All of the data below is to be output without alteration.

EXERCISE DATA Start Marker

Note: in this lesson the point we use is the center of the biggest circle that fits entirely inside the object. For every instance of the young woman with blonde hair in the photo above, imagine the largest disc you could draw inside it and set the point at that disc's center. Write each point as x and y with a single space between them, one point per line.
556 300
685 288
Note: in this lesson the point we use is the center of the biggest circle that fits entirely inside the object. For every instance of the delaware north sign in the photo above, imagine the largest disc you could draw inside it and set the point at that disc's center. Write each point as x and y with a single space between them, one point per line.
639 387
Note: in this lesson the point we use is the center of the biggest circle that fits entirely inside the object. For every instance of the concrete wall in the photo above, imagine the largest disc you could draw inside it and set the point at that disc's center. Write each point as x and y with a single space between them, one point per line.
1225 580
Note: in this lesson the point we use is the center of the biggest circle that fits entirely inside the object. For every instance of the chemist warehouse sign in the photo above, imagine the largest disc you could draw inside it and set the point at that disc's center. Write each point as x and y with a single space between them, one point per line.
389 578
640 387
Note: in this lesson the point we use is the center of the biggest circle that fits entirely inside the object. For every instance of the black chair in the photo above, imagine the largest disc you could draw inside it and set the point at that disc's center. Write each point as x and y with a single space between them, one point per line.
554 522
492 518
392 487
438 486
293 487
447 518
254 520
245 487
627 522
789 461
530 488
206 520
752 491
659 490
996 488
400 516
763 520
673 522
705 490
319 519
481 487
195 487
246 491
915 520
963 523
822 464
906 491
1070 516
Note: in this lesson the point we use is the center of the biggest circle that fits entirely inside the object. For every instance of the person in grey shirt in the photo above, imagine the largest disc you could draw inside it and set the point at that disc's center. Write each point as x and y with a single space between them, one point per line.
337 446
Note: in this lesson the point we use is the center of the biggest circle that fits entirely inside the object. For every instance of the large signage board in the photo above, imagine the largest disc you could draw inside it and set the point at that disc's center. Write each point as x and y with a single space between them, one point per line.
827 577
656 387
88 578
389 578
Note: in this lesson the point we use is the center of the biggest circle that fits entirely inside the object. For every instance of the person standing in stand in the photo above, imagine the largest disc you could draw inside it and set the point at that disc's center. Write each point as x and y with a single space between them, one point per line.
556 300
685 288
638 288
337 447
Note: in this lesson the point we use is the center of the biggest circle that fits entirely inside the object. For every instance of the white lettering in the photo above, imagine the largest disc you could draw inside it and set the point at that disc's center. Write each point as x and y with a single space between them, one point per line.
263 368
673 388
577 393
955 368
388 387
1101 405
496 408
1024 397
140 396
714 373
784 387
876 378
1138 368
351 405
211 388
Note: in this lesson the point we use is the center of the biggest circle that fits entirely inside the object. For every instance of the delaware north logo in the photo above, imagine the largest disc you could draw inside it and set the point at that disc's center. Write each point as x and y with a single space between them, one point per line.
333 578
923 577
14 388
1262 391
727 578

EXERCISE DATA End Marker

### YOUR RESPONSE
Note: in this lesson the point we use is the center of the biggest circle that fits entirely inside the object. For every instance of the young woman with blonde hair in the photo above, imagine the largest disc you could draw inside it and set the point at that disc's center. Write each point as x and y with a single space between them, one point per line.
556 300
685 288
Note: in this lesson the point we use is the center of the biggest circle that fits entirely inside the object. For every instance of the delaware north sign in the photo above, imagine the largest disc you could draw inside it and set the point at that disc's center. Write each point as x and y with a single space between them, one point per line.
639 387
Note: in this lesson the point we use is the center of the biggest circle that fits entirely inside the object. For every instance of the concrete wall in the photo above, imagine the largest disc you could draw inside it and set the point at that disc's center. Write each point as x and y with a single space between them, one point per line.
1225 580
Note: in this lesson the point we use is the center of the biggest circle that fits entirely inside the object. For every instance of the chemist warehouse sign in the photo above, imagine the largest disc you could draw inside it and set the point at that disc's center. Write each point as x and y with a single space between them, one point per line.
389 578
640 387
Note: in this lesson the point we use is the center of the biggest circle that fits entirely inside the object. For every instance of the black chair in the photo above, imagine the largest disc you could draw inside it and set the point at that disc's center. Write each point as x and y with a single space between them, one point per line.
554 522
492 518
392 487
438 486
293 487
447 518
254 520
245 487
627 522
789 461
530 488
206 520
752 491
659 490
996 488
400 516
763 520
673 522
705 490
319 519
481 487
195 487
246 491
915 520
963 523
822 464
906 491
1070 516
Note: in this lesson the point we use is the center of the biggest circle that fits entirely inside the object. For every instance of the person in grey shirt in the photo above, imagine the largest disc you could draw inside it and set the point at that disc's center. Write each point as x and y with a single space between them, one point per line.
337 446
Note: in this lesson the point we use is the center of the biggest circle that fits entirely inside the object. For every instance of the large signage board in the photo above, imagine the largest disc you could draw inside it and set the point at that disc's center. Write each point as x and y with a single space between them, one point per line.
827 577
656 387
88 578
389 578
Note: in this lesson the point we use is the center of the biggest circle that fits entirely inside the object. For every instance of the person standing in stand in the photo above, imagine the largest disc you could draw inside it and set the point at that disc's center. Write each point as x and y with a single space between them, one point per line.
556 300
685 288
638 288
337 447
Note: in this lesson the point we use is the center of the biggest circle that fits entirely inside the object. For every instance of the white lettering in the photo above, imagine the largest disc you could draw inside it and set the point at that disc's center. Write each point as x and y with a single space between them, one point per line.
263 368
673 388
577 393
955 368
388 387
1101 405
496 408
1024 397
140 396
714 373
784 387
876 378
1138 368
351 405
211 388
Note: in this lesson the point we use is the center of the biggest circle that fits entirely inside the object. For every instance of the delaware north logo in the photo above, imagine the largest disc you could draw inside it and set the point at that disc's center. Write each point as x and y with a single space between them, one point per line.
333 578
923 577
14 388
1262 391
727 578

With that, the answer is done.